[[ DATASET, beginning ]]

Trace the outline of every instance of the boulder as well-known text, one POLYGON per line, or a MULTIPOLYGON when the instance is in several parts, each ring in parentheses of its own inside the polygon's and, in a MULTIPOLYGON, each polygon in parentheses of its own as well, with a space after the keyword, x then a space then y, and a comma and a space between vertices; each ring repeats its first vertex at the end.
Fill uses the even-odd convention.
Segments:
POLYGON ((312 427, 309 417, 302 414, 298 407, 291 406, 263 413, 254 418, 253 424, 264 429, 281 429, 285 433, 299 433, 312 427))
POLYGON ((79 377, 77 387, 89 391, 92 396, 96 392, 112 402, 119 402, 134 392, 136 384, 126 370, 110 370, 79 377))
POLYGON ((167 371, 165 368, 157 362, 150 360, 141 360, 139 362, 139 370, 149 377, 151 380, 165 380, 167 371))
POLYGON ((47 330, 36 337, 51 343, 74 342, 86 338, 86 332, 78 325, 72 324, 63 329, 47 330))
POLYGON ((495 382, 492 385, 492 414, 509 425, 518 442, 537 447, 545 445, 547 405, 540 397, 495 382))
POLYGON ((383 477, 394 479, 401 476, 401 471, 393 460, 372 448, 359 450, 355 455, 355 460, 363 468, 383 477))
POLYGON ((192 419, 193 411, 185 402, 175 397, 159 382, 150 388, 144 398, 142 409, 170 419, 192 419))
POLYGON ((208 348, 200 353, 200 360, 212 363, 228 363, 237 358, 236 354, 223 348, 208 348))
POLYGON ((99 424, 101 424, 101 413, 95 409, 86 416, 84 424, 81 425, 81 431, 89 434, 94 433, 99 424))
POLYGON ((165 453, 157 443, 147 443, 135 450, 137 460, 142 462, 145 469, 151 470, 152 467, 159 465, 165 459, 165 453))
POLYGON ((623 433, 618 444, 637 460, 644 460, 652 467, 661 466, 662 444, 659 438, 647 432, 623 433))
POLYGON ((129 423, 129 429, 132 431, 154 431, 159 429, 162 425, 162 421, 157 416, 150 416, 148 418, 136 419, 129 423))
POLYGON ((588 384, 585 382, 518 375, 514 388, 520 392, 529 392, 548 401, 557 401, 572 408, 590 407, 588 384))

[[ DATASET, end ]]

### [WHAT TO DO]
The records above should be printed exactly, please, from the first line through the line containing "Fill uses the even-odd convention.", with both ends kept and nothing past it.

### [RESULT OF THIS TASK]
Trace the outline of every instance of the boulder as well-known text, one POLYGON per line, or a MULTIPOLYGON when the instance is in several parts, each ring in parentheses of its own inside the polygon's and, in a MULTIPOLYGON, each polygon in parentheses of its own as well, with a space after the keyword, x then a space then y, and a comma and a space between vertices; each ring repeats its first vertex at the end.
Fill uses the even-odd convention.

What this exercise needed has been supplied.